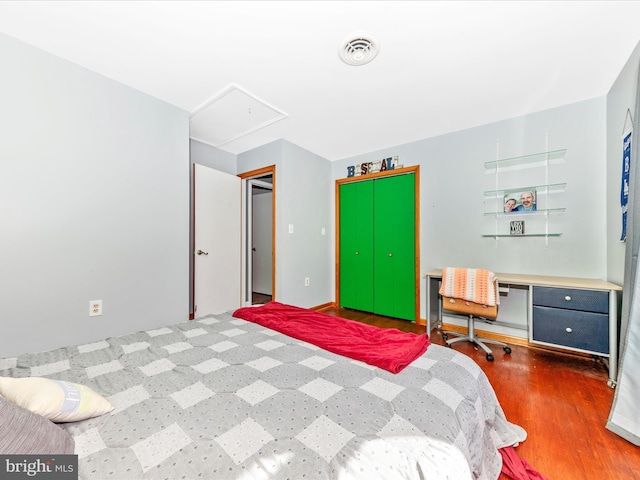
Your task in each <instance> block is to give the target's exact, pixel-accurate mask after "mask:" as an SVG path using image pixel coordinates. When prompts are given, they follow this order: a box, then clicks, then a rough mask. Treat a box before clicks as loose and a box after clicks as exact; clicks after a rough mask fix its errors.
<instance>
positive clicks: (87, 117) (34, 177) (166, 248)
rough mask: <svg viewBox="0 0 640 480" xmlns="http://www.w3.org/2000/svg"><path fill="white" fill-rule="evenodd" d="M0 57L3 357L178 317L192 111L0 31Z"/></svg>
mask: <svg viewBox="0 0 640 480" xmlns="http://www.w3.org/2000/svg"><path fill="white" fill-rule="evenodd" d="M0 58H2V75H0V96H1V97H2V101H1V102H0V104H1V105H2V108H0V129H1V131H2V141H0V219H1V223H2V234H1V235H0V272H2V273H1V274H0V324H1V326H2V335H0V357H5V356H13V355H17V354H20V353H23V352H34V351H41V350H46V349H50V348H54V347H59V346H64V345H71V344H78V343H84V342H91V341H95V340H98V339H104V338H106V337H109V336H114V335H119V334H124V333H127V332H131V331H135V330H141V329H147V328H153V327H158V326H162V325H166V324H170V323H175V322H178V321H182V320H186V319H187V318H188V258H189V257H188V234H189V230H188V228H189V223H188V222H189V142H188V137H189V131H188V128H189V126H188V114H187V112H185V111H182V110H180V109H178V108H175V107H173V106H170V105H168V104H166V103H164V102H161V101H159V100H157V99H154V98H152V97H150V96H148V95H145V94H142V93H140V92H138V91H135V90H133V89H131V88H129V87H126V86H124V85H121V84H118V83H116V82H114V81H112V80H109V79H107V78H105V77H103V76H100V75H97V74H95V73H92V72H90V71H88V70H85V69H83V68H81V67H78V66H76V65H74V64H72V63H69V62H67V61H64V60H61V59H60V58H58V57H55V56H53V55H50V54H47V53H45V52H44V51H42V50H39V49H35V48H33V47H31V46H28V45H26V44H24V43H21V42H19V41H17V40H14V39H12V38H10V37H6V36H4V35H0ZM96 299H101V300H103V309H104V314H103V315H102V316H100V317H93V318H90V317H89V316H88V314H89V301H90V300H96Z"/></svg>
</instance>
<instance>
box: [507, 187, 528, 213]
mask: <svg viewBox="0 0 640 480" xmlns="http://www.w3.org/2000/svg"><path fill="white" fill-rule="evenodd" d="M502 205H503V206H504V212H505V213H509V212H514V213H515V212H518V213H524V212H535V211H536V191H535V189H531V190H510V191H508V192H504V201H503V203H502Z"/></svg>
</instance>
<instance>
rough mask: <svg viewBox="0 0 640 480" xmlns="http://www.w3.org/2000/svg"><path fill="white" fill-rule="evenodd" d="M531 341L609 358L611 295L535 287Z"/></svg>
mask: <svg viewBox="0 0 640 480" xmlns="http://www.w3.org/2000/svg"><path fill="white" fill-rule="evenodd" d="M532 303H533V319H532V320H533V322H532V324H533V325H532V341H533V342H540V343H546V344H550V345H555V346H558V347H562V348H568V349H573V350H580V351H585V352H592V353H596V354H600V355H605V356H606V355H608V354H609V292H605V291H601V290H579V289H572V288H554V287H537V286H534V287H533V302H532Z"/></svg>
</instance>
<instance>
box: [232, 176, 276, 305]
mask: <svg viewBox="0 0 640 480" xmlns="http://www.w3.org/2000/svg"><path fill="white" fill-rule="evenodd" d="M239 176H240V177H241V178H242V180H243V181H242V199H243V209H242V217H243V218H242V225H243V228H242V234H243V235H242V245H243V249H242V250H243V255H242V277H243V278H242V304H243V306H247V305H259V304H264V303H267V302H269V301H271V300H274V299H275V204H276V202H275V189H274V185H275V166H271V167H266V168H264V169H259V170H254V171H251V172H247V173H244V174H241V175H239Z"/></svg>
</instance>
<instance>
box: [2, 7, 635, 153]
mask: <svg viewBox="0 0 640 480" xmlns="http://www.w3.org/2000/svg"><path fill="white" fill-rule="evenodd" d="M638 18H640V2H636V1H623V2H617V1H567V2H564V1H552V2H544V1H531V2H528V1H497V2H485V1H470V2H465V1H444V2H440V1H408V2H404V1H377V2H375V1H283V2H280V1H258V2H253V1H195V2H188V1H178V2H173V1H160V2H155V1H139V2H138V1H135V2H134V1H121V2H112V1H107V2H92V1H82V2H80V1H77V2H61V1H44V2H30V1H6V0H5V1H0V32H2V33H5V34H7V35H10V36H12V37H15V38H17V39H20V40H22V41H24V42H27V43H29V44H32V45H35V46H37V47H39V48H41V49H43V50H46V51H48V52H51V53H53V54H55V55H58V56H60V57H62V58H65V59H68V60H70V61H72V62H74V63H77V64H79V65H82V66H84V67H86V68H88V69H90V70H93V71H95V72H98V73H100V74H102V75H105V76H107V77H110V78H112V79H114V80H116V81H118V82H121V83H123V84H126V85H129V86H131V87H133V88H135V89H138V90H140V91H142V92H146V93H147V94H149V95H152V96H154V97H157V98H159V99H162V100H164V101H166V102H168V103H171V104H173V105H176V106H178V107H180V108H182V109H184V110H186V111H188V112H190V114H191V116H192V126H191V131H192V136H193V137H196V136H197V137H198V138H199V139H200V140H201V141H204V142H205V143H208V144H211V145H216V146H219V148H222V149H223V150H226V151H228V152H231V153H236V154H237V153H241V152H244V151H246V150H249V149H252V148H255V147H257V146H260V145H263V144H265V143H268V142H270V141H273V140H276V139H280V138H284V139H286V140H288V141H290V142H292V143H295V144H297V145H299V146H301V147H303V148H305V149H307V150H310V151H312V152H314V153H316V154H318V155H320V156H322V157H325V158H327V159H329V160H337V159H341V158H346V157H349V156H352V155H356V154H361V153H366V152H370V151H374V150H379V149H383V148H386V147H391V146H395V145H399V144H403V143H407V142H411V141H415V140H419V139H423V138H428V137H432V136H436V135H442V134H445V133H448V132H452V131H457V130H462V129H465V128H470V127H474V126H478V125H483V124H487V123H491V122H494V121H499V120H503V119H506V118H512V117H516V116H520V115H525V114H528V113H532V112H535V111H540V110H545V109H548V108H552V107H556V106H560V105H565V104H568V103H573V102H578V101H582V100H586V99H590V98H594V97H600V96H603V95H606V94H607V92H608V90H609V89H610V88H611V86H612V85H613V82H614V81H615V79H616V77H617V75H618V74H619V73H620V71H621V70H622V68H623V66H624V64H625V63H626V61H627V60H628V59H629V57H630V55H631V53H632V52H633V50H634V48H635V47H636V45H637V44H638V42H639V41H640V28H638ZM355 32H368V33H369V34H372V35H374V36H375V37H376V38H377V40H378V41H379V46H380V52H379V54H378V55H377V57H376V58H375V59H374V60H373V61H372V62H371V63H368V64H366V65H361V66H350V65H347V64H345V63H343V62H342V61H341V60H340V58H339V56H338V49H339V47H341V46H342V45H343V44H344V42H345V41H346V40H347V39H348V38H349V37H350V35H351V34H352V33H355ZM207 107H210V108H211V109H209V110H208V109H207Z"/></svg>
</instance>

◆ ◆ ◆ ◆ ◆ ◆ ◆

#### WORK REQUEST
Count the lines in the data above that contain the word "rough". Reply with the number only.

#### YOUR SOLUTION
3